[Supplied records Boundary: Start]

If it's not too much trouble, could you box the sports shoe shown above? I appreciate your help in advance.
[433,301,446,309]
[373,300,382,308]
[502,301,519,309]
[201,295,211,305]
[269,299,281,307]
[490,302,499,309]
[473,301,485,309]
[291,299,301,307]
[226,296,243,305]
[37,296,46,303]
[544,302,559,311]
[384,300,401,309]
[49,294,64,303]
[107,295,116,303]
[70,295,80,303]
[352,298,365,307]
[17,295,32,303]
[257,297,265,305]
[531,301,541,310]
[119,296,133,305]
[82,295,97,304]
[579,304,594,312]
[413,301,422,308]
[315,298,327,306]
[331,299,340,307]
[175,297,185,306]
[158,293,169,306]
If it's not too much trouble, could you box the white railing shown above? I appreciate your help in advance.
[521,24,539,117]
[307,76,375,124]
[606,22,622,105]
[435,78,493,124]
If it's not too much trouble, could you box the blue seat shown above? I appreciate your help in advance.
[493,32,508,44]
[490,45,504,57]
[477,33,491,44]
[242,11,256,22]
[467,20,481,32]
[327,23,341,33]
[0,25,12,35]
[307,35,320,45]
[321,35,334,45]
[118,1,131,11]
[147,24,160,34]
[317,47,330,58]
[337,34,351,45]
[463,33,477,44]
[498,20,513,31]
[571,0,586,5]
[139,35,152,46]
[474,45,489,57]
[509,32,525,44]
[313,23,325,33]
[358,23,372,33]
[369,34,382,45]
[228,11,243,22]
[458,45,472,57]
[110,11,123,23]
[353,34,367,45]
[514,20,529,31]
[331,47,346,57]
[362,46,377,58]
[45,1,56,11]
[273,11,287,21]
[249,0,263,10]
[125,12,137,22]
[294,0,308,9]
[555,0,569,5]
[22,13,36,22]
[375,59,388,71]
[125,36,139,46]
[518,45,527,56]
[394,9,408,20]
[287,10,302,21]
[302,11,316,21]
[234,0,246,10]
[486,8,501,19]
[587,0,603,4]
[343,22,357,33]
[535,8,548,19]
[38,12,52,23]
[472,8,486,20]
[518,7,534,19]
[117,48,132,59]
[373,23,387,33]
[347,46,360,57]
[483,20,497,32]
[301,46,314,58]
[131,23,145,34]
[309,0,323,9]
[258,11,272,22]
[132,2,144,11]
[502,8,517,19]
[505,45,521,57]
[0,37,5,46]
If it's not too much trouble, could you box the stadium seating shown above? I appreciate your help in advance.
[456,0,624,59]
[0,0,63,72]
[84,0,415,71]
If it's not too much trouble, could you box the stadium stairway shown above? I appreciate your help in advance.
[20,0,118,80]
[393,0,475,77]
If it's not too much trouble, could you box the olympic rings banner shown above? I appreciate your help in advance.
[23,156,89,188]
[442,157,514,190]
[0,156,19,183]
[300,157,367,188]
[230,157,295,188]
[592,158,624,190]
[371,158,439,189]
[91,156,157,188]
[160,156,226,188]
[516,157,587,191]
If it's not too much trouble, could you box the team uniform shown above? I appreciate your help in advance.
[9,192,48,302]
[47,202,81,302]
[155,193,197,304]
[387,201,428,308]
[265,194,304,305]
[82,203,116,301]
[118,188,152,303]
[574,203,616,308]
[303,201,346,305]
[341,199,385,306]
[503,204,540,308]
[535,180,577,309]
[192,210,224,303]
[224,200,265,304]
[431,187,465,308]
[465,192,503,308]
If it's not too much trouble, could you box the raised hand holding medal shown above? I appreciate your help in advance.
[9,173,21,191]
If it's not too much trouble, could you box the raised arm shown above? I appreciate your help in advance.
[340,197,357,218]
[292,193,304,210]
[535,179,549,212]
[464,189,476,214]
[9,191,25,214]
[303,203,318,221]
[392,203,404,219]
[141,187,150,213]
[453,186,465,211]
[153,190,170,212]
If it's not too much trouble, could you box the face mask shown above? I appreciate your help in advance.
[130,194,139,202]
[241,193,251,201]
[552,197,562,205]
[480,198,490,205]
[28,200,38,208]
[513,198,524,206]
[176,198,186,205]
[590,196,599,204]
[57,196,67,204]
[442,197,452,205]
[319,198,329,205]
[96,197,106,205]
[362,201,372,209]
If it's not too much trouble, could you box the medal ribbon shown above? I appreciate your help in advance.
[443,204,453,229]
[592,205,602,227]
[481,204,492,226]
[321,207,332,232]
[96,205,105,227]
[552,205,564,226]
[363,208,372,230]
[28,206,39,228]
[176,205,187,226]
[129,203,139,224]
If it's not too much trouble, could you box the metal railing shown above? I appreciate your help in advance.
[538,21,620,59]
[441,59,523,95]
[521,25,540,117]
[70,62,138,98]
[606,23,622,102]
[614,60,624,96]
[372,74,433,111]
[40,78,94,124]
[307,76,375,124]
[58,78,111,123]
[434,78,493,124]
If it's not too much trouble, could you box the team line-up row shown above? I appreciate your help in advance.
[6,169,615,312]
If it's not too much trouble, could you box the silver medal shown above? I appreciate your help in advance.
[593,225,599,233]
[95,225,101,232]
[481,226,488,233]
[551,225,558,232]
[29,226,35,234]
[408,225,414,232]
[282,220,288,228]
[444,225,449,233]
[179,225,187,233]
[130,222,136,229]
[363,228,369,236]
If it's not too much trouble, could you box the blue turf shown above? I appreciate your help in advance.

[Supplied records Boundary: End]

▸ Exercise brief: Transcribe the records in full, so that each line reads exactly as before.

▸ Solution for this exercise:
If it's not too much trouble, could you box the sports shoe shown above? I appreciate your help in advance.
[433,301,446,309]
[373,300,382,308]
[502,301,519,309]
[201,295,211,305]
[269,299,281,307]
[490,302,499,309]
[473,301,485,309]
[291,299,301,307]
[226,296,243,305]
[37,296,46,303]
[544,302,559,311]
[384,300,401,309]
[49,294,64,303]
[107,295,116,303]
[70,295,80,303]
[352,298,365,307]
[17,295,32,303]
[257,297,265,305]
[531,301,541,310]
[119,296,133,305]
[82,295,97,304]
[579,304,594,312]
[413,301,422,308]
[315,298,327,306]
[331,299,340,307]
[175,297,185,306]
[158,293,169,306]
If it's not too much trouble, could you box the white railing shown above? I appreciate your help in advance.
[521,24,539,117]
[307,76,375,124]
[606,22,622,105]
[435,78,493,124]
If it's not too much trouble, could you box the blue seat shown above? I appreciate your help in advance.
[493,32,508,44]
[490,45,504,57]
[477,33,491,44]
[242,11,256,22]
[467,20,481,32]
[327,23,341,33]
[0,25,12,35]
[307,35,320,45]
[321,35,334,45]
[118,1,131,11]
[147,24,160,34]
[317,47,330,58]
[337,34,351,45]
[463,33,477,44]
[498,20,513,31]
[571,0,586,5]
[139,35,152,46]
[474,45,489,57]
[509,32,525,44]
[313,23,325,33]
[358,23,372,33]
[369,34,382,45]
[228,11,243,22]
[458,45,472,57]
[110,11,123,23]
[353,34,367,45]
[514,20,529,31]
[331,47,346,57]
[362,46,377,58]
[45,1,56,11]
[273,11,287,21]
[249,0,263,10]
[125,12,137,22]
[294,0,308,9]
[555,0,569,5]
[22,13,36,22]
[375,59,388,71]
[125,36,139,46]
[518,45,527,56]
[394,9,408,20]
[287,10,302,21]
[302,11,316,21]
[234,0,246,10]
[486,8,501,19]
[587,0,603,4]
[343,22,357,33]
[535,8,548,19]
[38,12,52,23]
[472,8,486,20]
[518,7,534,19]
[117,48,132,59]
[373,23,387,33]
[347,46,360,57]
[483,20,497,32]
[301,46,314,58]
[131,23,145,34]
[309,0,323,9]
[258,11,272,22]
[132,2,144,11]
[502,8,517,19]
[505,45,521,57]
[0,37,5,46]
If it's not too much trouble, could you box the stadium seating shown above? I appreciate your help in advance.
[456,0,624,59]
[0,0,63,72]
[84,0,415,71]
If it's not too much trouble, could you box the stadium stairway shown above? I appreciate your help in advance.
[20,0,118,80]
[393,0,475,77]
If it's not too much trouble, could you box the olympic rings banner shown above? I appreciate your help in advance.
[23,156,89,188]
[442,157,514,190]
[0,156,19,183]
[300,157,367,188]
[230,157,295,188]
[592,158,624,190]
[371,158,439,189]
[91,156,157,188]
[160,156,226,188]
[516,157,587,191]
If it's not too much trouble, could you box the team uniform shown above? I appreciate your help in advance.
[9,192,48,302]
[47,202,81,302]
[155,193,197,304]
[387,201,428,308]
[265,194,304,305]
[82,203,116,301]
[118,188,152,303]
[574,203,616,308]
[303,201,346,305]
[341,199,385,306]
[503,204,540,308]
[535,180,577,309]
[192,210,224,303]
[224,200,265,304]
[431,187,465,308]
[465,192,503,308]
If it's not too much trouble, could you box the raised hand holding medal shown above? I appreciate your help in advance.
[9,173,21,191]
If it's not too much trouble, could you box the raised arm shown above? I appreciate your help in advance.
[340,197,357,218]
[292,193,304,210]
[535,179,549,212]
[464,189,476,214]
[9,191,25,214]
[303,203,318,221]
[392,203,404,219]
[141,187,150,213]
[453,186,465,211]
[153,190,170,212]
If it's not too much trouble, could you box the face mask shown above? I appreciate your help in advance.
[130,194,139,202]
[241,193,251,201]
[552,197,562,205]
[480,198,490,205]
[28,200,38,208]
[513,198,524,206]
[176,198,186,205]
[590,196,599,204]
[57,196,67,204]
[442,197,452,205]
[319,198,329,205]
[96,197,106,205]
[362,201,372,209]
If it's not too much trouble, could you box the medal ribbon shown above? I appreciate your help in advance.
[443,204,453,229]
[592,205,602,227]
[481,204,492,226]
[321,207,332,232]
[96,205,105,227]
[552,205,564,226]
[363,208,372,230]
[28,206,39,228]
[176,205,187,226]
[129,203,139,224]
If it's not too much trouble, could you box the metal railing shown above? I appreciate your help in advance.
[538,21,620,59]
[441,59,523,95]
[521,25,540,117]
[70,62,138,98]
[606,23,622,102]
[614,60,624,96]
[372,74,433,111]
[40,78,94,124]
[307,76,375,124]
[58,78,111,123]
[434,78,493,124]
If it's not too much trouble, could you box the team line-up row shown above? I appreciate your help in advance.
[6,169,615,312]
If it's not too much trouble, could you box the silver medal shown above? I appreciate your help in advance.
[593,225,599,233]
[95,225,101,232]
[481,226,488,233]
[551,225,558,232]
[29,226,35,234]
[408,225,414,232]
[282,220,288,228]
[444,225,449,233]
[179,225,187,233]
[130,222,136,229]
[363,228,369,236]
If it's not too much trouble, could you box the blue turf shown above? I appreciate your help in advance.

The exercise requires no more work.